Texte:

Pourquoi on devrait prendre au sérieux le « Facebook Copyright Hoax »

Depuis le début de la semaine, de nombreux médias américains signalent une recrudescence de partages d’un post sur Facebook qui refait surface périodiquement sur le réseau social depuis 2012. Désigné comme le « Facebook Copyright Hoax » ou la « Privacy Notice Alert », ce message de quelques lignes permet aux utilisateurs de réaffirmer qu’ils détiennent un droit d’auteur sur les éléments qu’ils partagent sur Facebook dans le but d’empêcher la plateforme de les utiliser de son côté à des fins abusives :

In response to the new Facebook guidelines, I hereby declare that my copyright is attached to all of my personal details, illustrations, comics, paintings, professional photos and videos, etc. (as a result of the Berner Convention). For commercial use of the above my written consent is needed at all times !

Le taux de partage de ce post a été suffisamment élevé ces derniers jours pour que le porte-parole de Facebook, Andrew Noyes, fasse des déclarations se voulant rassurantes quant à la politique de la compagnie en matière de propriété sur les contenus partagés par ses utilisateurs (je traduis) :

Nous avons relevé des affirmations que nous souhaitons rectifier et nous voulons rappeler que lorsque vous postez des photos sur Facebook, nous n’en devenons pas les propriétaires. Selon nos conditions d’utilisation, vous accordez la permission d’utiliser, de distribuer et de partager les choses que vous postez, en accord avec ces conditions et vos paramètres de confidentialité.

Le texte complet de ce « Facebook Copyright Hoax ».

Consigne: Reprenez le texte sur le « Facebook Copyright Hoax » à la suite de sa dernière phrase. Les enregistrements qui suivent proviennent d'une autre source que ce texte.

Données étudiées:
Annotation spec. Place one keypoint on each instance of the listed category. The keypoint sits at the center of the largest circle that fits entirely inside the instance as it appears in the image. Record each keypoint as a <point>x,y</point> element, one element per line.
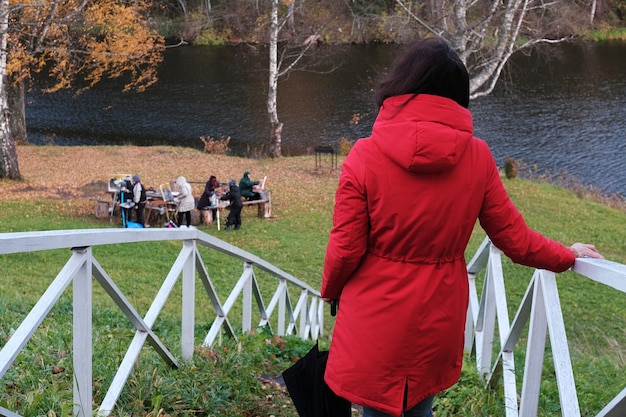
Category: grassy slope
<point>59,191</point>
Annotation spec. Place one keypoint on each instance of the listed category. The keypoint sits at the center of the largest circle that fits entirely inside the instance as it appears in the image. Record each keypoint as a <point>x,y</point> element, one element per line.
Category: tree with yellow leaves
<point>69,41</point>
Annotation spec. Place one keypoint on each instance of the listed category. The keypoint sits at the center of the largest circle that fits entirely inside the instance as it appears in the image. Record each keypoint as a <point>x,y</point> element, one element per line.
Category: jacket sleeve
<point>348,238</point>
<point>508,231</point>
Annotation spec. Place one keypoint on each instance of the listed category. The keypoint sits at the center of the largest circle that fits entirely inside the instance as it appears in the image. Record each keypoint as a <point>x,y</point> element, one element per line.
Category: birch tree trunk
<point>485,34</point>
<point>272,92</point>
<point>8,164</point>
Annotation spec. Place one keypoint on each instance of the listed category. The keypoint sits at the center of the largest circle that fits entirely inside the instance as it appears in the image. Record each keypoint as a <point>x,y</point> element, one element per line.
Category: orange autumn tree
<point>69,41</point>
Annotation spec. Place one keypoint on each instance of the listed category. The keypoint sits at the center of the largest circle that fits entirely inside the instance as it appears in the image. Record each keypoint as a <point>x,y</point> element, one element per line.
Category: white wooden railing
<point>541,309</point>
<point>487,314</point>
<point>304,319</point>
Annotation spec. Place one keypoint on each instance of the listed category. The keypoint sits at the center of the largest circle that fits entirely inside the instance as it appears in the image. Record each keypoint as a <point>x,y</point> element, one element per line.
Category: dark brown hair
<point>428,66</point>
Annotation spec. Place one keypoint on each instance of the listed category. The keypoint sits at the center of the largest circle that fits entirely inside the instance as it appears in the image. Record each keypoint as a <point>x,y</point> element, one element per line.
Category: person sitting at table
<point>125,197</point>
<point>209,197</point>
<point>234,196</point>
<point>139,198</point>
<point>186,202</point>
<point>249,189</point>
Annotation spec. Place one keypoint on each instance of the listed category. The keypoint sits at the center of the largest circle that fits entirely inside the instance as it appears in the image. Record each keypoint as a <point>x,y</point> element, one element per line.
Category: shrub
<point>510,167</point>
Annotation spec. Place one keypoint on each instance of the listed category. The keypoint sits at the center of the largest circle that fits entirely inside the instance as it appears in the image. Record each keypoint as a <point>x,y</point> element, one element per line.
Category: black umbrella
<point>308,391</point>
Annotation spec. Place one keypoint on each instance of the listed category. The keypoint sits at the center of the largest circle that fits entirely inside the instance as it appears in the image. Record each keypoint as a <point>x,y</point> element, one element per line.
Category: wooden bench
<point>264,204</point>
<point>264,208</point>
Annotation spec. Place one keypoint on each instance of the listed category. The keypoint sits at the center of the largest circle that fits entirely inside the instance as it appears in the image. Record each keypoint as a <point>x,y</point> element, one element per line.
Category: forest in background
<point>207,22</point>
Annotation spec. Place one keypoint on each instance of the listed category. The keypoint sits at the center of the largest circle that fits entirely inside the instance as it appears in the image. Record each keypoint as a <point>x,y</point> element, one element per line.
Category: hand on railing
<point>334,305</point>
<point>584,250</point>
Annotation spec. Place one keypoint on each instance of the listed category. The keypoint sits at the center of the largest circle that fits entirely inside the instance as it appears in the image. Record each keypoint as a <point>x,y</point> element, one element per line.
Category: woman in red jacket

Réponse:
Du mépris pour un « canular » ?

Une chose intéressante à relever chez la plupart des médias spécialisés, et notamment chez les juristes qui s’expriment en ligne sur le sujet, c’est le mépris avec lequel ils considèrent ce comportement des internautes. Le post est considéré comme un « hoax » (canular), mais les mots « bogus« , « fools« , « idiots« , « ridiculous« , etc. reviennent en outre souvent, l’assimilant à un attrape-nigauds.

Il est vrai que dès 2012, date à laquelle ce message était apparu une première suite à un changement des conditions d’utilisation de Facebook, il avait clairement été expliqué que ce statut était absolument sans valeur juridique et d’aucune utilité pour s’assurer un contrôle de ses contenus vis-à-vis de Facebook. Il contient même des erreurs grossières, comme le fait de renvoyer à une « Berner Convention » alors qu’il s’agit de la Convention de Berne… Mais cela n’empêche pas ce message de devenir viral à échéance régulière, plusieurs fois en 2012, en 2013, en septembre 2014, puis en décembre 2014, et à présent en ce début d’année.

Le premier « mème juridique » ?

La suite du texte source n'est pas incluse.